## What is required
Please keep the pictures out and write out exactly the lines from the first in the data below through the one containing "Drop a point on each instance of the curb.", both included.

── Records shown

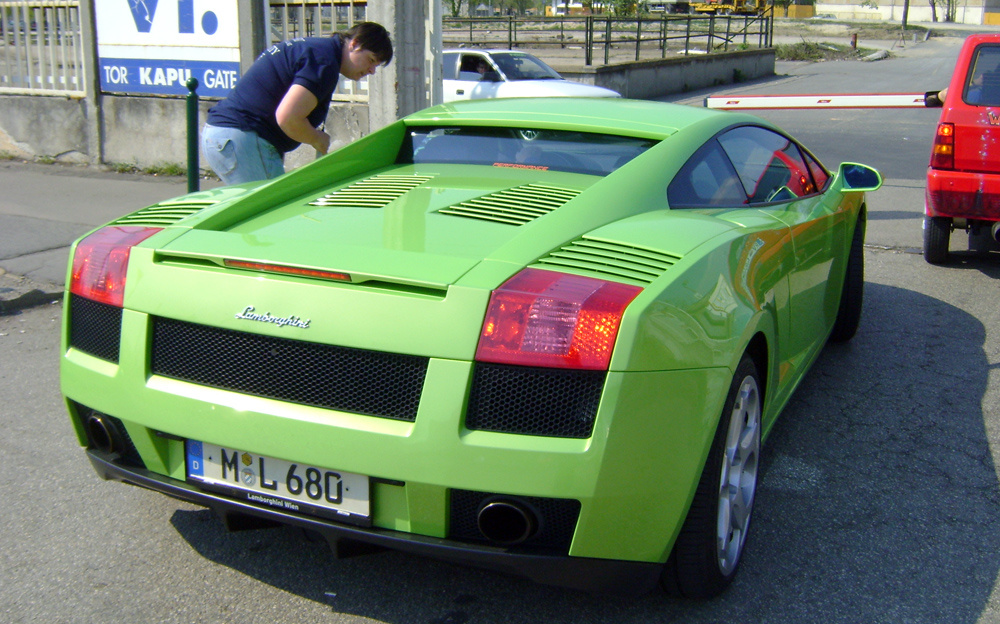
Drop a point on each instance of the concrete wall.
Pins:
(151, 131)
(655, 78)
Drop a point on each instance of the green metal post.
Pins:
(192, 115)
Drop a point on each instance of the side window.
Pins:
(707, 180)
(770, 166)
(472, 67)
(820, 174)
(982, 84)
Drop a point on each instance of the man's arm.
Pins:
(292, 114)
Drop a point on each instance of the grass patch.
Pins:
(166, 169)
(810, 51)
(160, 169)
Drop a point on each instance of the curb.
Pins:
(20, 293)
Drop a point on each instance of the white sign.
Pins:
(155, 46)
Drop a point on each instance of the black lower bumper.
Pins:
(593, 575)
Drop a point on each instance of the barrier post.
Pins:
(192, 119)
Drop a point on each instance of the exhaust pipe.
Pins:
(104, 434)
(507, 522)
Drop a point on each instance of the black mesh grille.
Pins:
(534, 401)
(95, 328)
(352, 380)
(556, 518)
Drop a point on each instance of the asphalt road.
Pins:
(879, 500)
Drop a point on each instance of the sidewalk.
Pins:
(44, 208)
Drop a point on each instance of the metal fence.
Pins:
(41, 48)
(601, 39)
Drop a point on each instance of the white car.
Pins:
(478, 74)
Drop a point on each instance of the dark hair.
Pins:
(372, 37)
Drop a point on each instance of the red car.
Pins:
(963, 179)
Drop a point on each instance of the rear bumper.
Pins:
(963, 195)
(587, 574)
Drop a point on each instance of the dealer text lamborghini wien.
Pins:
(545, 337)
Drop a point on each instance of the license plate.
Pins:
(279, 484)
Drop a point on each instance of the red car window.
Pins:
(982, 83)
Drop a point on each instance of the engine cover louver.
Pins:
(514, 206)
(374, 192)
(609, 260)
(164, 213)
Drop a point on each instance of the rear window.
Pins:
(982, 83)
(522, 148)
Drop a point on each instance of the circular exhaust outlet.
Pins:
(103, 434)
(507, 522)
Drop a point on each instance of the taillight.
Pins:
(556, 320)
(943, 152)
(101, 260)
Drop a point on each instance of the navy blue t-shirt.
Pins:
(313, 62)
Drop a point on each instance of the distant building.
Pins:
(963, 12)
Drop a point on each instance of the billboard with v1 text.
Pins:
(154, 46)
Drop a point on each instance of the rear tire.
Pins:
(708, 550)
(852, 295)
(937, 232)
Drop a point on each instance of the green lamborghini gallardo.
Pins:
(545, 337)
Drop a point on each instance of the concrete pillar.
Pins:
(412, 80)
(94, 127)
(253, 19)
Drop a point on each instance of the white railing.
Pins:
(41, 48)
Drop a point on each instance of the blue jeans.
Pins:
(238, 157)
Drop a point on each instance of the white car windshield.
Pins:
(521, 66)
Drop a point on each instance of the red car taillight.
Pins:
(101, 260)
(556, 320)
(943, 152)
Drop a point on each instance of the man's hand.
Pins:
(292, 115)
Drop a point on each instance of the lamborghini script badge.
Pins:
(248, 314)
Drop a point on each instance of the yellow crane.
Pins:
(730, 7)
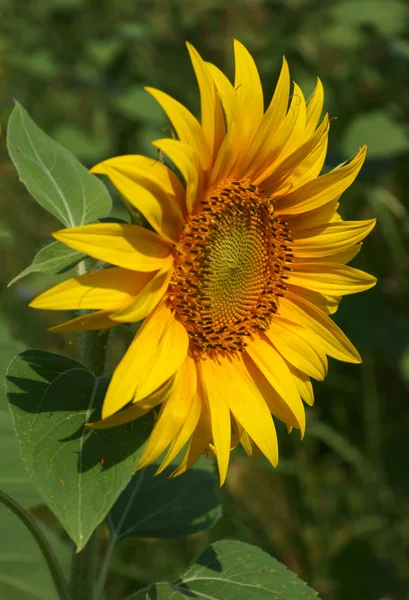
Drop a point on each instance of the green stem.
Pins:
(84, 564)
(43, 544)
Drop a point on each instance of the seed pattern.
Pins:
(230, 269)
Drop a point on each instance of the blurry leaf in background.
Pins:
(53, 175)
(55, 258)
(385, 137)
(388, 18)
(14, 479)
(158, 507)
(6, 236)
(84, 147)
(23, 571)
(231, 569)
(78, 472)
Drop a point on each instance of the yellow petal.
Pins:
(324, 302)
(216, 395)
(277, 110)
(151, 188)
(324, 189)
(186, 125)
(100, 319)
(272, 129)
(324, 332)
(211, 108)
(275, 403)
(291, 340)
(242, 122)
(271, 364)
(331, 238)
(106, 289)
(251, 411)
(304, 385)
(174, 412)
(272, 147)
(128, 246)
(249, 96)
(229, 381)
(303, 165)
(200, 438)
(186, 160)
(184, 434)
(146, 300)
(311, 218)
(144, 367)
(330, 278)
(343, 257)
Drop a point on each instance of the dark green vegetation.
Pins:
(336, 510)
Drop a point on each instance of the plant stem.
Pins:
(52, 561)
(84, 564)
(84, 570)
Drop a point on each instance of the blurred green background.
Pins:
(336, 511)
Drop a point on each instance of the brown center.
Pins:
(229, 269)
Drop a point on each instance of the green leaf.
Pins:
(53, 259)
(158, 507)
(23, 571)
(231, 569)
(385, 137)
(52, 175)
(78, 472)
(14, 479)
(372, 12)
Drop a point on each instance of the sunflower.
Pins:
(245, 261)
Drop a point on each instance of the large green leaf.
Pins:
(53, 259)
(78, 472)
(23, 571)
(232, 570)
(158, 507)
(385, 137)
(389, 22)
(53, 175)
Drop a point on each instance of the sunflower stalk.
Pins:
(84, 565)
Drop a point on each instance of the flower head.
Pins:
(247, 260)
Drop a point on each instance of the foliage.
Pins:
(340, 497)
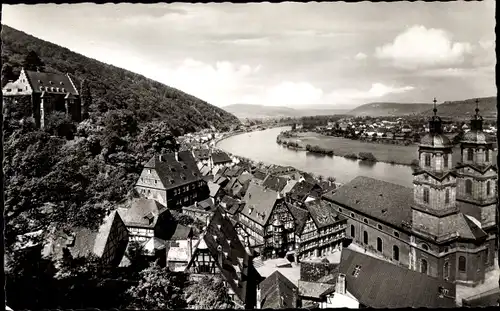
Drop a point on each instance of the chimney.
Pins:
(258, 298)
(340, 287)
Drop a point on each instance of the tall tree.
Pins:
(158, 289)
(33, 62)
(86, 98)
(7, 74)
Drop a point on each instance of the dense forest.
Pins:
(114, 88)
(70, 175)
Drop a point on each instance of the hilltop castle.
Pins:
(43, 93)
(445, 225)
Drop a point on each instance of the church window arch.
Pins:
(395, 253)
(470, 154)
(426, 195)
(427, 159)
(462, 264)
(423, 266)
(468, 186)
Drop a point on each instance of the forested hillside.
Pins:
(114, 88)
(388, 109)
(70, 175)
(464, 109)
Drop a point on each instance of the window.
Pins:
(427, 160)
(446, 270)
(356, 271)
(423, 266)
(461, 264)
(379, 244)
(468, 186)
(395, 253)
(470, 154)
(426, 195)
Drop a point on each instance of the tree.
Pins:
(208, 293)
(33, 62)
(7, 74)
(158, 288)
(86, 98)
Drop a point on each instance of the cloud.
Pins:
(421, 47)
(360, 56)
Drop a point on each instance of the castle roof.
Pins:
(50, 82)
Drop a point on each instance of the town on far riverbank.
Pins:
(388, 139)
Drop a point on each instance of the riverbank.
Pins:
(393, 154)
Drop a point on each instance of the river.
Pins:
(262, 146)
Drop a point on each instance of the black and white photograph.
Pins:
(292, 155)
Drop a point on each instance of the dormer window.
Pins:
(427, 160)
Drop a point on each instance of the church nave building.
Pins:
(446, 225)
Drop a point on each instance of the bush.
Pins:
(351, 156)
(367, 156)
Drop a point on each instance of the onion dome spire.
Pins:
(435, 122)
(476, 122)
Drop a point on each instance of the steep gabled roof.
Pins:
(275, 183)
(140, 211)
(224, 245)
(322, 213)
(381, 284)
(278, 292)
(49, 82)
(221, 158)
(378, 199)
(300, 215)
(214, 188)
(175, 173)
(259, 203)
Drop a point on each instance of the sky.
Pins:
(286, 54)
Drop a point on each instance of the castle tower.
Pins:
(434, 183)
(477, 178)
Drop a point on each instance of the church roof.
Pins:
(172, 172)
(378, 199)
(50, 82)
(476, 137)
(434, 140)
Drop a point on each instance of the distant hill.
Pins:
(388, 109)
(244, 111)
(466, 108)
(114, 88)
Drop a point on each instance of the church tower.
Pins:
(477, 178)
(434, 183)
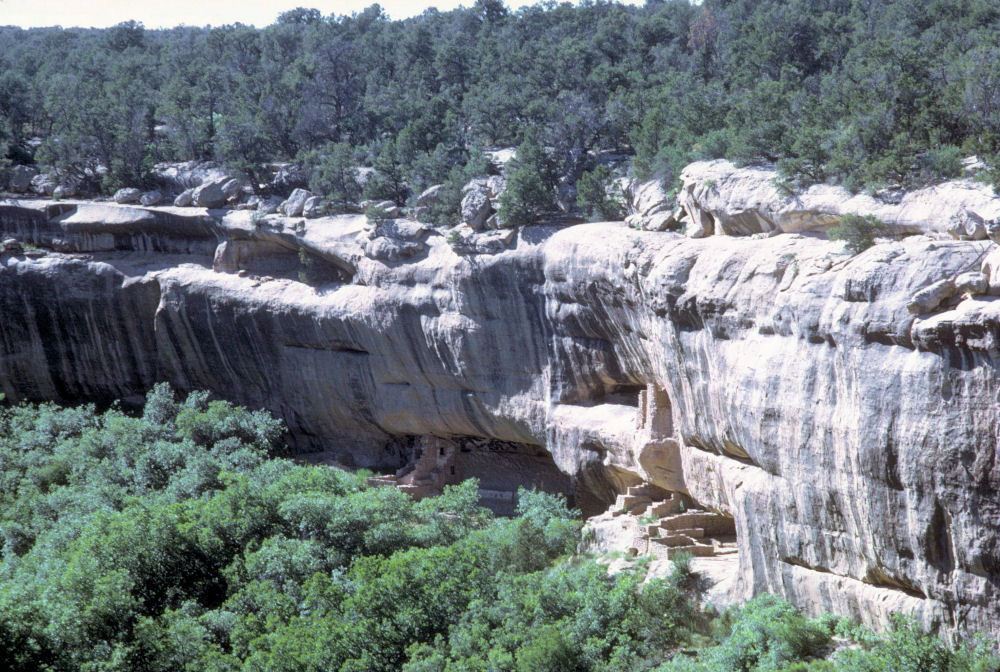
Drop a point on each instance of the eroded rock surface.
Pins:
(720, 198)
(845, 425)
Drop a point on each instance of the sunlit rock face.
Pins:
(847, 427)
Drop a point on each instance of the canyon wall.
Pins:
(842, 409)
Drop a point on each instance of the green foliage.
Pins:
(766, 635)
(333, 171)
(175, 540)
(447, 210)
(858, 232)
(376, 215)
(531, 179)
(906, 648)
(876, 96)
(596, 195)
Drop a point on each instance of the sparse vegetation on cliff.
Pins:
(858, 232)
(875, 93)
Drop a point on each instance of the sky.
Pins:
(168, 13)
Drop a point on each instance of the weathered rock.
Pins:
(310, 208)
(289, 177)
(21, 177)
(292, 207)
(722, 199)
(270, 205)
(429, 196)
(387, 208)
(476, 208)
(179, 176)
(851, 442)
(185, 198)
(43, 184)
(65, 191)
(128, 195)
(210, 195)
(151, 198)
(232, 188)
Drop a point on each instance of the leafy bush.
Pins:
(906, 648)
(596, 195)
(531, 183)
(858, 232)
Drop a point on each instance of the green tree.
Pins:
(530, 185)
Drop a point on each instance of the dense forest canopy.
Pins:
(863, 92)
(179, 539)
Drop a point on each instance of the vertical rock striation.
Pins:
(849, 430)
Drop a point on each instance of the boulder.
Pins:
(43, 184)
(232, 188)
(476, 208)
(293, 205)
(151, 198)
(178, 176)
(20, 178)
(65, 191)
(390, 209)
(270, 205)
(721, 199)
(311, 208)
(185, 198)
(288, 178)
(128, 195)
(429, 196)
(210, 195)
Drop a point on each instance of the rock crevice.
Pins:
(774, 380)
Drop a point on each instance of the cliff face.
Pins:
(849, 431)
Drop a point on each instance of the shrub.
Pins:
(530, 185)
(858, 232)
(334, 174)
(597, 196)
(376, 215)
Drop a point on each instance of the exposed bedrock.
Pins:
(849, 428)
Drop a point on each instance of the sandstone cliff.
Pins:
(847, 425)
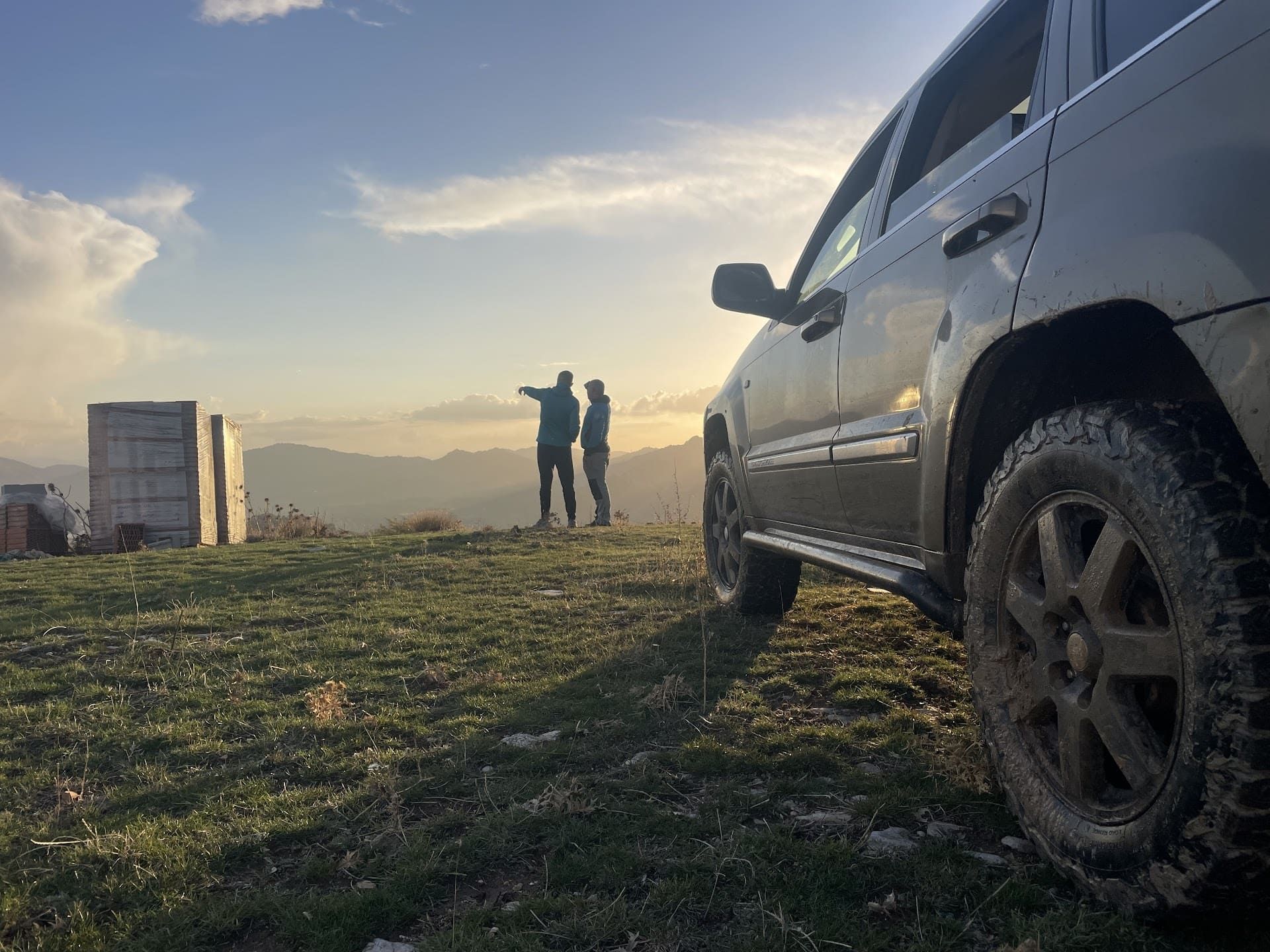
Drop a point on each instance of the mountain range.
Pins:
(487, 488)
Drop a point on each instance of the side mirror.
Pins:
(746, 288)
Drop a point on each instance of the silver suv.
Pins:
(1021, 376)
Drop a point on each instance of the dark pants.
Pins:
(556, 459)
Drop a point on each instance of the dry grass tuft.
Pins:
(567, 796)
(423, 521)
(329, 702)
(667, 695)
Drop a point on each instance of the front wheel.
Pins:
(1118, 603)
(752, 582)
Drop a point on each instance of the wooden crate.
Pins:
(23, 527)
(230, 488)
(151, 462)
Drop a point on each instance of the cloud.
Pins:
(159, 204)
(689, 401)
(779, 168)
(478, 408)
(251, 11)
(63, 266)
(357, 18)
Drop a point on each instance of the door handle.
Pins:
(984, 223)
(825, 320)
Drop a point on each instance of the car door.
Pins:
(792, 387)
(960, 218)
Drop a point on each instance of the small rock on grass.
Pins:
(991, 858)
(1019, 844)
(527, 742)
(890, 842)
(888, 906)
(826, 818)
(385, 946)
(945, 830)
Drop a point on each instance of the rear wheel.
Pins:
(1117, 621)
(752, 582)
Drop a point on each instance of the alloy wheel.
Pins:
(1093, 656)
(726, 531)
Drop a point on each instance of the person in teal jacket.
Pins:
(558, 429)
(595, 450)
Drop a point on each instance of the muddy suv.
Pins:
(1021, 376)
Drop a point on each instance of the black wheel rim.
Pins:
(723, 539)
(1093, 658)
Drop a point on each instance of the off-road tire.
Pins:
(747, 579)
(1194, 499)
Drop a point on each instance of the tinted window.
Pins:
(1130, 24)
(972, 107)
(845, 219)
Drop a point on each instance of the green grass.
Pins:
(216, 811)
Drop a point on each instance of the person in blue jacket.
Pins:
(595, 450)
(558, 429)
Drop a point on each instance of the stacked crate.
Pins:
(151, 463)
(23, 527)
(230, 488)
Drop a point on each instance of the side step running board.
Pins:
(908, 583)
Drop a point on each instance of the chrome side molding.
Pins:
(912, 584)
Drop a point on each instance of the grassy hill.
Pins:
(302, 746)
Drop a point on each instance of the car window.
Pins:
(841, 249)
(972, 107)
(845, 219)
(1127, 26)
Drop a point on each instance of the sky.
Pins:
(362, 225)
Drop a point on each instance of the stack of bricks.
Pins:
(23, 528)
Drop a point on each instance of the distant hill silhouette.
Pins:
(71, 480)
(488, 488)
(492, 487)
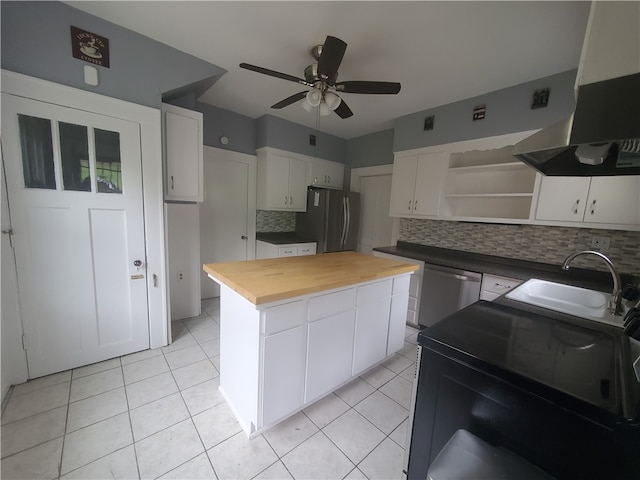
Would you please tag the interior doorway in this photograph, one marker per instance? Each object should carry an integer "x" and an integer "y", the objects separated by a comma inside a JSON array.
[
  {"x": 228, "y": 212},
  {"x": 377, "y": 228}
]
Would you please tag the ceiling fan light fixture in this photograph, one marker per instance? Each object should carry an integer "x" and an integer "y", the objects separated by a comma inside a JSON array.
[
  {"x": 332, "y": 100},
  {"x": 324, "y": 109},
  {"x": 314, "y": 97}
]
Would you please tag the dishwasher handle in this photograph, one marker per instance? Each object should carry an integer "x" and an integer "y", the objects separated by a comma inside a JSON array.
[{"x": 458, "y": 274}]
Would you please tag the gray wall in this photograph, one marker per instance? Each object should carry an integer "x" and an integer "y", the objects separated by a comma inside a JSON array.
[
  {"x": 239, "y": 129},
  {"x": 36, "y": 41},
  {"x": 508, "y": 111},
  {"x": 278, "y": 133}
]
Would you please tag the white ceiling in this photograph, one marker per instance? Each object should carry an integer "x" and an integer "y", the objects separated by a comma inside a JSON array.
[{"x": 440, "y": 52}]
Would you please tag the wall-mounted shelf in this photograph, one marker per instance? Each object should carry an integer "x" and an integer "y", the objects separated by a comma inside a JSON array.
[{"x": 489, "y": 184}]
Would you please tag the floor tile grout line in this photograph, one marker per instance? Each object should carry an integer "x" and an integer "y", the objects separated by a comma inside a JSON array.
[
  {"x": 133, "y": 438},
  {"x": 192, "y": 423}
]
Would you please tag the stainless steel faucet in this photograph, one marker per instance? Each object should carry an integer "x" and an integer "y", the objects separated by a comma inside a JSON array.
[{"x": 615, "y": 305}]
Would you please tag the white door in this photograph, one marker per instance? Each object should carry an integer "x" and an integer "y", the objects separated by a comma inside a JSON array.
[
  {"x": 376, "y": 226},
  {"x": 227, "y": 215},
  {"x": 75, "y": 194}
]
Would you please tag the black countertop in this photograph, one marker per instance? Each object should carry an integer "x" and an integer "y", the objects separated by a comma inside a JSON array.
[
  {"x": 584, "y": 366},
  {"x": 281, "y": 238},
  {"x": 506, "y": 267}
]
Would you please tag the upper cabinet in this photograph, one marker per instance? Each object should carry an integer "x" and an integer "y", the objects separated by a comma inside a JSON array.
[
  {"x": 325, "y": 173},
  {"x": 416, "y": 184},
  {"x": 182, "y": 152},
  {"x": 590, "y": 200},
  {"x": 612, "y": 42},
  {"x": 282, "y": 181}
]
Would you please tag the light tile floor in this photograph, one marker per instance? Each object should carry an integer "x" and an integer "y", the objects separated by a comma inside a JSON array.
[{"x": 158, "y": 414}]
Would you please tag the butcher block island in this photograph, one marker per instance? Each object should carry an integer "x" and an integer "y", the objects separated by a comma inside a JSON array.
[{"x": 295, "y": 329}]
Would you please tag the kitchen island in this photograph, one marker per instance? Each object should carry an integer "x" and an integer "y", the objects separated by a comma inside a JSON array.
[{"x": 294, "y": 329}]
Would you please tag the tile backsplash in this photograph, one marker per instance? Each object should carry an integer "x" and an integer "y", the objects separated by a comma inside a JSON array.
[
  {"x": 268, "y": 221},
  {"x": 537, "y": 243}
]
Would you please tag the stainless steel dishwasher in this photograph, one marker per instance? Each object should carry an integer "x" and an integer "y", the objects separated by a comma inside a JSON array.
[{"x": 445, "y": 291}]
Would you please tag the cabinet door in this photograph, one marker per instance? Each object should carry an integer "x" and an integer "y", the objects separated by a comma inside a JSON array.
[
  {"x": 283, "y": 373},
  {"x": 329, "y": 353},
  {"x": 429, "y": 180},
  {"x": 403, "y": 183},
  {"x": 562, "y": 198},
  {"x": 614, "y": 200},
  {"x": 297, "y": 185},
  {"x": 397, "y": 322},
  {"x": 276, "y": 181},
  {"x": 183, "y": 154}
]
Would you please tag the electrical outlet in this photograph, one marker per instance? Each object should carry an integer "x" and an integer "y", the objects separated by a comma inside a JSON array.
[{"x": 600, "y": 244}]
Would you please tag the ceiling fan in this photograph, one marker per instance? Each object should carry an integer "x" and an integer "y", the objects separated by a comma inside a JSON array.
[{"x": 322, "y": 78}]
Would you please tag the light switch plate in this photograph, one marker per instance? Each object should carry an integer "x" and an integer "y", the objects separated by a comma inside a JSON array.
[{"x": 91, "y": 75}]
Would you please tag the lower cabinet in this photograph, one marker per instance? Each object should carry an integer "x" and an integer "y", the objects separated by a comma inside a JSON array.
[
  {"x": 329, "y": 353},
  {"x": 372, "y": 325},
  {"x": 283, "y": 375},
  {"x": 277, "y": 359}
]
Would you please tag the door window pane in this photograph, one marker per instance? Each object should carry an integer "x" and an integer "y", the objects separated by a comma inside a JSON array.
[
  {"x": 108, "y": 163},
  {"x": 37, "y": 152},
  {"x": 74, "y": 152}
]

────

## Response area
Drop a point on each instance of the concrete wall.
Pins:
(151, 131)
(655, 78)
Drop a point on each instance of the green metal post.
Pins:
(192, 115)
Drop a point on each instance of the side window.
Pins:
(707, 180)
(770, 166)
(472, 67)
(820, 174)
(982, 84)
Drop a point on each instance of the man's arm.
Pins:
(292, 114)
Drop a point on each instance of the grass patch.
Pins:
(166, 169)
(810, 51)
(160, 169)
Drop a point on each instance of the curb.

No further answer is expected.